GOAL: In the rows, starting at the line containing "Find the water" and continuing to the end, rename "water surface" to "lake surface" and give those lines again with nothing else changed.

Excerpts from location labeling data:
§

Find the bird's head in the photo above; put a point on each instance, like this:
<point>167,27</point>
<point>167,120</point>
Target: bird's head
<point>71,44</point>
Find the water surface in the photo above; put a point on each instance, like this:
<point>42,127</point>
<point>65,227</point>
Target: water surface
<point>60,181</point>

§

RESULT FOR THIS EXERCISE:
Find the lake surface in the photo above; put a point on each instance, like this:
<point>42,127</point>
<point>65,227</point>
Target: lake surface
<point>60,181</point>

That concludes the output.